▸ **READING TEXT**:
A study on the metabolism of etoposide and possible interactions with antitumor or supporting agents by human liver microsomes.

The metabolism of etoposide was investigated by using human liver microsomes and nine recombinant human cytochrome P450 (CYP) isoforms to identify the CYP isoform(s) involved in the major metabolic pathway (3'-demethylation) of etoposide as well as to evaluate the possible metabolic interactions with several antitumor or supporting agents. The 3'-demethylation of etoposide followed a Michaelis-Menten one-enzyme kinetic behavior in six human liver microsomal samples. The relationships were assessed with six different human liver microsomes between the 3'-demethylation of etoposide and metabolic activities for substrate probes of the respective CYP isoforms, showing a significant correlation (r = 0. 932, P < .01) only with 6beta-hydroxylation of testosterone, a marker substrate for CYP3A4. Inhibitor/substrate probes for CYP3A4, ketoconazole, troleandomycin, verapamil and cyclosporin, or supporting agents, vincristine and prednisolone, inhibited etoposide 3'-demethylation by human liver microsomes. p-Nitrophenol, a substrate for CYP2E1, also inhibited etoposide 3'-demethylation. Among the nine recombinant human CYP isoforms, CYP3A4 exhibited the highest catalytic activity with respect to etoposide 3'-demethylation, compared with the minor activities of CYP1A2 and 2E1. Collectively, these data suggest that etoposide 3'-demethylation is mediated mainly by CYP3A4 and to a minor extent by CYP1A2 and 2E1. Furthermore, some supporting agents (vincristine and prednisolone) and the substrates of CYP3A4, which may be coadministered with etoposide during the cancer chemotherapies, inhibit the etoposide 3'-demethylation activity in vitro. The results may provide clinical implications with respect to the possible metabolic interactions between etoposide and other drugs studied herein in patients with cancer undergoing etoposide concurrently with either of them.

Dataset entries
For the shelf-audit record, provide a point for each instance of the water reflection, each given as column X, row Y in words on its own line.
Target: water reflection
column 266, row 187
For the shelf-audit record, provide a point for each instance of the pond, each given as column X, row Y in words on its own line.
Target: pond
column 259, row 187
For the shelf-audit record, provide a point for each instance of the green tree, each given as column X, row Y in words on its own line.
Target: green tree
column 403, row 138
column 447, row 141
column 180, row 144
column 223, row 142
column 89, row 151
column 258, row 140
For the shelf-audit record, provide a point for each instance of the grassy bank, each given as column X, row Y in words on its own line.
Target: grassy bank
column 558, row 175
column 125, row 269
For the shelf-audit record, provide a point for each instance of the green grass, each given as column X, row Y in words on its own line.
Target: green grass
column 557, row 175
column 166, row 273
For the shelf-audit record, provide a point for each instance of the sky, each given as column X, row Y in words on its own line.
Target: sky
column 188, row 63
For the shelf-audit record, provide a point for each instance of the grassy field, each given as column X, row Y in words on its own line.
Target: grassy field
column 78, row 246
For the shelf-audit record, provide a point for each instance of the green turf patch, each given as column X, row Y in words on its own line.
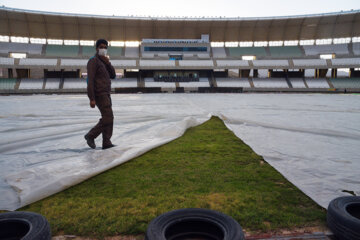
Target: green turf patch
column 208, row 167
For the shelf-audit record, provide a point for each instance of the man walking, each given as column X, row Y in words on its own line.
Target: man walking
column 100, row 70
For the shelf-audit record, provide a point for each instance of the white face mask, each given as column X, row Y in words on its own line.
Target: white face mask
column 102, row 51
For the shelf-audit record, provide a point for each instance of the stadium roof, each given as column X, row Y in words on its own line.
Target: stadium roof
column 38, row 24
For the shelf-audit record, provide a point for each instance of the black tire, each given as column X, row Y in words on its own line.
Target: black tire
column 24, row 226
column 343, row 217
column 194, row 223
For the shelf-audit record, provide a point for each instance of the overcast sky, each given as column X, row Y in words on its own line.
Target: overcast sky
column 189, row 8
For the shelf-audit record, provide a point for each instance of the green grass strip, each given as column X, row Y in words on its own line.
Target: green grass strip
column 208, row 167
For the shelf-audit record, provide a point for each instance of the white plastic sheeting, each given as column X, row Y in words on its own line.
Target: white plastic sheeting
column 313, row 140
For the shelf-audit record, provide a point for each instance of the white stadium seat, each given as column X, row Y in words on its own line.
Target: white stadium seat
column 37, row 62
column 297, row 83
column 28, row 83
column 75, row 83
column 157, row 63
column 356, row 48
column 203, row 55
column 149, row 82
column 74, row 62
column 123, row 63
column 270, row 83
column 124, row 82
column 317, row 83
column 338, row 49
column 232, row 63
column 298, row 63
column 219, row 52
column 233, row 82
column 132, row 52
column 346, row 62
column 203, row 82
column 6, row 61
column 196, row 63
column 263, row 73
column 271, row 63
column 148, row 55
column 52, row 83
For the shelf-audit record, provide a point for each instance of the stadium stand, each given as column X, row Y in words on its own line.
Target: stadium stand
column 156, row 63
column 7, row 83
column 309, row 73
column 124, row 83
column 10, row 47
column 338, row 49
column 356, row 48
column 233, row 82
column 203, row 82
column 194, row 63
column 115, row 52
column 297, row 83
column 52, row 83
column 345, row 62
column 285, row 52
column 232, row 63
column 299, row 63
column 270, row 83
column 75, row 83
column 203, row 55
column 345, row 82
column 132, row 52
column 263, row 73
column 341, row 73
column 6, row 61
column 317, row 83
column 30, row 83
column 122, row 63
column 88, row 51
column 219, row 52
column 149, row 82
column 73, row 62
column 37, row 62
column 271, row 63
column 244, row 51
column 148, row 55
column 61, row 51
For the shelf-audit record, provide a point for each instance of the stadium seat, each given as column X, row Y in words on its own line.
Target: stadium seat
column 115, row 52
column 219, row 52
column 286, row 51
column 245, row 51
column 88, row 51
column 297, row 83
column 37, row 62
column 270, row 83
column 233, row 82
column 232, row 63
column 29, row 83
column 75, row 83
column 317, row 83
column 346, row 82
column 124, row 83
column 61, row 51
column 132, row 52
column 7, row 83
column 52, row 83
column 338, row 49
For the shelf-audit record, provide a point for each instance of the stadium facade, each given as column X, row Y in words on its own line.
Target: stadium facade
column 48, row 52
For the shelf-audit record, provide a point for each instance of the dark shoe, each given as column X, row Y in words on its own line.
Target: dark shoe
column 108, row 146
column 90, row 141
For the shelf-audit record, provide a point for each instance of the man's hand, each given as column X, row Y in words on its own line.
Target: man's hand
column 92, row 103
column 105, row 59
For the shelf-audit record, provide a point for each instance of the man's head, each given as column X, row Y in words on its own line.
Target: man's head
column 101, row 47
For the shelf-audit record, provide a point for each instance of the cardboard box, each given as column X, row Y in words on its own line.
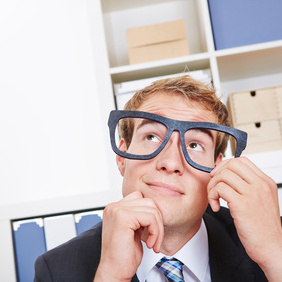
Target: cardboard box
column 240, row 22
column 157, row 42
column 253, row 106
column 263, row 136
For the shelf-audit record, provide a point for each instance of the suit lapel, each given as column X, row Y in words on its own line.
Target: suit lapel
column 227, row 259
column 135, row 279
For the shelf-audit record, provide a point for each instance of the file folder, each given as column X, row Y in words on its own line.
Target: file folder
column 86, row 220
column 29, row 243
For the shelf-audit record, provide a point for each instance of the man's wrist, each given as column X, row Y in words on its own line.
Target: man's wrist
column 104, row 276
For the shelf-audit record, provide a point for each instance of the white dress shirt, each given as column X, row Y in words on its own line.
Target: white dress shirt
column 194, row 254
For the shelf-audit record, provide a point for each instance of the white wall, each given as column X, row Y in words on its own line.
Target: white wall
column 53, row 135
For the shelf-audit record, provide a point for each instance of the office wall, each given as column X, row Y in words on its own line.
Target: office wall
column 53, row 129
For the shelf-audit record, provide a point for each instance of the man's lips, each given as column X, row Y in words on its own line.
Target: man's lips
column 166, row 189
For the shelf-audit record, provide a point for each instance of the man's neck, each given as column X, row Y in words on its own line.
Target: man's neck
column 176, row 237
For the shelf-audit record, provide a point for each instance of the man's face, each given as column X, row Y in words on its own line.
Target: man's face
column 178, row 190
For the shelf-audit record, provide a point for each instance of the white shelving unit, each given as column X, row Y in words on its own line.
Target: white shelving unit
column 234, row 69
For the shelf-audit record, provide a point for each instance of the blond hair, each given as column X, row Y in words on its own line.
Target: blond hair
column 191, row 89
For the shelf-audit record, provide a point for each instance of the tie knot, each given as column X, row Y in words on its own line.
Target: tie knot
column 171, row 268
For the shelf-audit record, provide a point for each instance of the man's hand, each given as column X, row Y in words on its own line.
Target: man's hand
column 252, row 198
column 124, row 224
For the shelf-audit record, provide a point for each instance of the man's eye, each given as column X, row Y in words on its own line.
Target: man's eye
column 152, row 137
column 195, row 146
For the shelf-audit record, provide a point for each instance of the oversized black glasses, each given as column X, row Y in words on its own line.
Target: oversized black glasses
column 151, row 133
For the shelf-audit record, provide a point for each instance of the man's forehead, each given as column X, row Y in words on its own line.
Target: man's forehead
column 177, row 107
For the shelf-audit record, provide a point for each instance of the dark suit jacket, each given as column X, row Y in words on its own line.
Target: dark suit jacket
column 78, row 259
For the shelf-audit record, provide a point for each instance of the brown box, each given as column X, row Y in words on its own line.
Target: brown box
column 263, row 136
column 157, row 42
column 259, row 113
column 253, row 106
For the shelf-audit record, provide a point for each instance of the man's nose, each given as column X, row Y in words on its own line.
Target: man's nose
column 171, row 158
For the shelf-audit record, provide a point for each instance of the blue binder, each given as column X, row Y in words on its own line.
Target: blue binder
column 29, row 243
column 85, row 221
column 243, row 22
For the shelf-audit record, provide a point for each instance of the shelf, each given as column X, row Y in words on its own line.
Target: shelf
column 158, row 68
column 249, row 48
column 117, row 20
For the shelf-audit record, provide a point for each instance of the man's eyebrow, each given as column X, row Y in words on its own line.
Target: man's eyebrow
column 206, row 131
column 146, row 121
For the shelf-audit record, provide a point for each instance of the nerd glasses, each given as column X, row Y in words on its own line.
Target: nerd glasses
column 151, row 133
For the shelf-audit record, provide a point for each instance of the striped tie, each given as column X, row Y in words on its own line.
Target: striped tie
column 172, row 269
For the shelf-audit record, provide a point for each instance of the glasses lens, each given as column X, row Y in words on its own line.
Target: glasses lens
column 201, row 145
column 144, row 136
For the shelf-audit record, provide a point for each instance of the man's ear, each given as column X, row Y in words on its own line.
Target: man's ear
column 120, row 160
column 218, row 159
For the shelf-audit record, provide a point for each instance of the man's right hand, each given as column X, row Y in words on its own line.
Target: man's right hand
column 125, row 223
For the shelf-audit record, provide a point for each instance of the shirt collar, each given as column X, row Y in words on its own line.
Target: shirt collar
column 194, row 254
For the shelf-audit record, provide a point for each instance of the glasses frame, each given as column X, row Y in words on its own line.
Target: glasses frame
column 173, row 125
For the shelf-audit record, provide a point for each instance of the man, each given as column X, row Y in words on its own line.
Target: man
column 170, row 157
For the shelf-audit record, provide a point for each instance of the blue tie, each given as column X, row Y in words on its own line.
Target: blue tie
column 172, row 269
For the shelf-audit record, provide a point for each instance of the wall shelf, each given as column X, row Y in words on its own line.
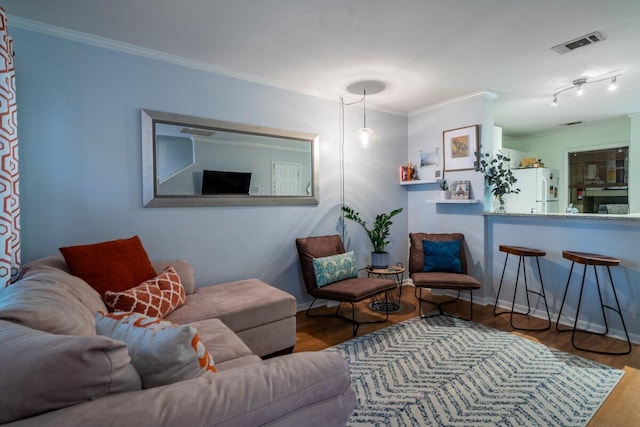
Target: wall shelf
column 416, row 182
column 462, row 201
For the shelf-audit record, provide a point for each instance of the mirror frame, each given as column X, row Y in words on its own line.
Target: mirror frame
column 150, row 196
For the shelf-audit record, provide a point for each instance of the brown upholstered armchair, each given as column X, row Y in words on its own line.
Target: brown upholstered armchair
column 443, row 270
column 350, row 290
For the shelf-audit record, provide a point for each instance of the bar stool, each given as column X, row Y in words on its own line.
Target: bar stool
column 522, row 252
column 594, row 260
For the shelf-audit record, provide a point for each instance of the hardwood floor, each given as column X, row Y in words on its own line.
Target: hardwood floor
column 620, row 409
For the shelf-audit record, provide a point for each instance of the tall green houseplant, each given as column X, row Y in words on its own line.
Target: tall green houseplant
column 497, row 175
column 378, row 234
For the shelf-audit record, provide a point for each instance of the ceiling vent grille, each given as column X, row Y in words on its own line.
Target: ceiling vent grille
column 198, row 132
column 590, row 38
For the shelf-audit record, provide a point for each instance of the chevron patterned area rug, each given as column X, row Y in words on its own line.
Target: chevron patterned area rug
column 447, row 372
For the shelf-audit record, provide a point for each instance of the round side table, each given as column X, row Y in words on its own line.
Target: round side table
column 391, row 303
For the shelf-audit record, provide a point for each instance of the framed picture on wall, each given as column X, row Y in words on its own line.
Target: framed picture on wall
column 459, row 148
column 460, row 190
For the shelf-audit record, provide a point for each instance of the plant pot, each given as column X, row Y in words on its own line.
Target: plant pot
column 379, row 259
column 499, row 204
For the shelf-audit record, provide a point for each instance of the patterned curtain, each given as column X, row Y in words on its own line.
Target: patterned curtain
column 9, row 194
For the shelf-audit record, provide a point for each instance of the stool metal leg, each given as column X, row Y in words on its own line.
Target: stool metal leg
column 522, row 262
column 617, row 309
column 495, row 305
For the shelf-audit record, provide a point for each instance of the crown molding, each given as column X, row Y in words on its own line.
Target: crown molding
column 484, row 94
column 105, row 43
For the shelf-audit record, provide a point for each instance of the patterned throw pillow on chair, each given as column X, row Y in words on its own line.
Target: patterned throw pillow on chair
column 334, row 268
column 155, row 297
column 161, row 352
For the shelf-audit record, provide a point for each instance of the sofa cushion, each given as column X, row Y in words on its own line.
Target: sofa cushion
column 184, row 270
column 221, row 342
column 161, row 352
column 334, row 268
column 242, row 304
column 155, row 297
column 40, row 303
column 54, row 270
column 42, row 372
column 110, row 266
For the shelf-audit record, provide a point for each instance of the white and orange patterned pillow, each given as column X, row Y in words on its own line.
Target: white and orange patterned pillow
column 161, row 352
column 155, row 297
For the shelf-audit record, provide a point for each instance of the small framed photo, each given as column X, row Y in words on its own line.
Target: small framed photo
column 460, row 190
column 460, row 147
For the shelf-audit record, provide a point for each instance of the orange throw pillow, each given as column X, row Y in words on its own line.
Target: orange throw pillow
column 155, row 297
column 110, row 266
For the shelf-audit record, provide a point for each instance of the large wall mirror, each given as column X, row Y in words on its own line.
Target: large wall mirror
column 192, row 161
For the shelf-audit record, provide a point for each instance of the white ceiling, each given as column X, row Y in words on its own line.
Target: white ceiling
column 426, row 51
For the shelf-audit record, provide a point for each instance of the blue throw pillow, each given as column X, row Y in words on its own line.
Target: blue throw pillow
column 334, row 268
column 442, row 256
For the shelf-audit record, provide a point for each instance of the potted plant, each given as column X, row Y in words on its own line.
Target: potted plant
column 378, row 234
column 444, row 189
column 498, row 176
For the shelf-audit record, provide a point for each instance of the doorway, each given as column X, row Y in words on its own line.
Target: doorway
column 285, row 178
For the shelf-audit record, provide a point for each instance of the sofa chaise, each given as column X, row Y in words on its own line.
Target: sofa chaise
column 55, row 370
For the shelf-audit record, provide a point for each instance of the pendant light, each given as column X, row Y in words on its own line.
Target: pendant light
column 365, row 135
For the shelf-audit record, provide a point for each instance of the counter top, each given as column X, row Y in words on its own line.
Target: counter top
column 578, row 216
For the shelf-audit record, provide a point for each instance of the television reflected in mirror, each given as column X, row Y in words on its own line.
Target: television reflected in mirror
column 192, row 161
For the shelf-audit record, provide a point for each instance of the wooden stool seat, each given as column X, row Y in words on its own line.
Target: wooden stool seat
column 594, row 260
column 590, row 259
column 521, row 252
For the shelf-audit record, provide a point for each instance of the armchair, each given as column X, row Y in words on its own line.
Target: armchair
column 349, row 290
column 445, row 270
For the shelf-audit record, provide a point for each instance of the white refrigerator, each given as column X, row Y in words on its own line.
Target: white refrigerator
column 538, row 191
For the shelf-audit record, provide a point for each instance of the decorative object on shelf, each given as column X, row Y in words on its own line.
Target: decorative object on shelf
column 444, row 190
column 498, row 176
column 579, row 83
column 408, row 172
column 460, row 148
column 378, row 234
column 460, row 190
column 429, row 165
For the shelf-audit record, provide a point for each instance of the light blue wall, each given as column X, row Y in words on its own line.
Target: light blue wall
column 425, row 131
column 80, row 160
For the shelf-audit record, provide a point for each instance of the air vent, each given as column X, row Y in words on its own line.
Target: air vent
column 590, row 38
column 198, row 132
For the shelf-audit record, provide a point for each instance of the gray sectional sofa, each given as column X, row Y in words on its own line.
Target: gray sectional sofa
column 55, row 370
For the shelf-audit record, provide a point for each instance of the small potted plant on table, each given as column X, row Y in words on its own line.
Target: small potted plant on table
column 378, row 234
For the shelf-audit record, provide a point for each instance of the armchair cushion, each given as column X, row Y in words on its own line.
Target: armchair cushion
column 442, row 256
column 331, row 269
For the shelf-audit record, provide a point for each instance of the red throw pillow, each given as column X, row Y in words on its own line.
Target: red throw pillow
column 110, row 266
column 155, row 297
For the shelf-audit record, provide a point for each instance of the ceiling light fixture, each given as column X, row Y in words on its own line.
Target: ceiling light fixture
column 365, row 135
column 579, row 84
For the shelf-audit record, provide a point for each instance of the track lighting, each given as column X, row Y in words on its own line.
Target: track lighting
column 579, row 84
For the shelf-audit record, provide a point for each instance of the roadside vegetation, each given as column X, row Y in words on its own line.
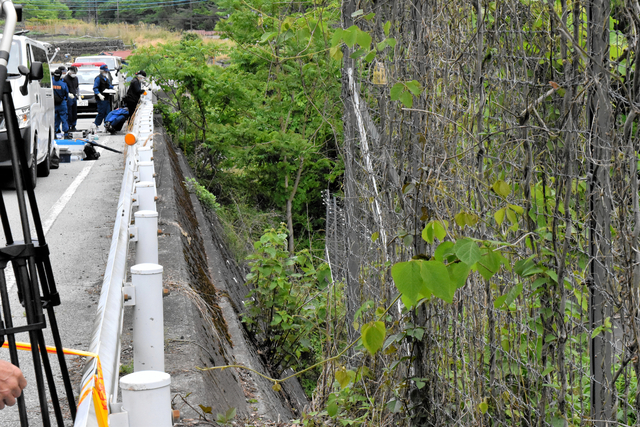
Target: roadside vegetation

▸ **TASKS**:
#1 In the etoposide study, the 3'-demethylation of etoposide correlated significantly with the metabolic activity of which substrate probe?
#2 For each statement, indicate whether it agrees with the etoposide study, and quote the words that decide it: (a) p-Nitrophenol inhibited etoposide 3'-demethylation. (b) The study used twelve recombinant human CYP isoforms. (c) Among the recombinant isoforms, CYP1A2 showed the highest catalytic activity for etoposide 3'-demethylation.

▸ **PER-TASK OUTPUTS**:
#1 It correlated only with 6beta-hydroxylation of testosterone, a marker substrate for CYP3A4.

#2
(a) Yes: "p-Nitrophenol, a substrate for CYP2E1, also inhibited etoposide 3'-demethylation."
(b) No: "nine recombinant human cytochrome P450 (CYP) isoforms"
(c) No: "CYP3A4 exhibited the highest catalytic activity with respect to etoposide 3'-demethylation, compared with the minor activities of CYP1A2 and 2E1"